** Text passage follows **

What is the value of having your head examined? Of psychotherapy? The profession of psychotherapy has been around for over 100 years, with less formal versions of personal consultation going back to biblical times. So why is it that the voluntary seeking of psychotherapy can be such a polarizing issue?
Skeptics of psychotherapy cast doubts on the effectiveness of “talk” to change anything in a substantive manner. Human beings are talkative creatures, so what is so special about talking to a psychotherapist rather than to a hairdresser, bar tender, cab driver, or next-door neighbor? “If all therapists do is talk, then I can get that anywhere, and for a lot less than $150 per hour!”
But talking is only one part of the picture. An even more significant aspect of psychotherapy is the therapist’s capacity to hear what is being said—not just with words, but also in a larger implicit sense—hearing the meaning of a person’s truth.
Some advocates of psychotherapy might argue that it has changed their lives, saved their marriages, or even freed them from a life of abuse.

** End of Text passage **

Questions to answer =>
1. Decide whether each statement agrees with the psychotherapy passage, answering yes or no and quoting the passage's deciding words: (a) Psychotherapy as a profession has existed for more than 100 years. (b) The passage calls talking the most significant aspect of psychotherapy. (c) Skeptics doubt that talk can change anything in a substantive manner.
2. From the psychotherapy passage, extract the text starting at "Skeptics of psychotherapy" and ending at "life of abuse.".
The data that comes next is from a separate source and has no connection to the psychotherapy passage.

** Records supplied follows **

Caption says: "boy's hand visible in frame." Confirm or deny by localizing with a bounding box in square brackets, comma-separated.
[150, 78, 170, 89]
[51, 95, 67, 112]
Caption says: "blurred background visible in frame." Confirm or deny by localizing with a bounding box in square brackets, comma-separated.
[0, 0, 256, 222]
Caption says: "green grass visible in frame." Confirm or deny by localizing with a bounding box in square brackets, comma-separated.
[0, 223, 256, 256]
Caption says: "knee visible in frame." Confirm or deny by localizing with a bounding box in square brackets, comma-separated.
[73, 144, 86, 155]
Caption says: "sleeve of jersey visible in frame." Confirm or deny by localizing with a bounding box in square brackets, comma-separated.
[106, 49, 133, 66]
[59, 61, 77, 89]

** End of Records supplied **

Answers =>
1.
(a) Yes: "The profession of psychotherapy has been around for over 100 years"
(b) No: "An even more significant aspect of psychotherapy is the therapist’s capacity to hear what is being said"
(c) Yes: "Skeptics of psychotherapy cast doubts on the effectiveness of “talk” to change anything in a substantive manner."

2.
Skeptics of psychotherapy cast doubts on the effectiveness of “talk” to change anything in a substantive manner. Human beings are talkative creatures, so what is so special about talking to a psychotherapist rather than to a hairdresser, bar tender, cab driver, or next-door neighbor? “If all therapists do is talk, then I can get that anywhere, and for a lot less than $150 per hour!”
But talking is only one part of the picture. An even more significant aspect of psychotherapy is the therapist’s capacity to hear what is being said—not just with words, but also in a larger implicit sense—hearing the meaning of a person’s truth.
Some advocates of psychotherapy might argue that it has changed their lives, saved their marriages, or even freed them from a life of abuse.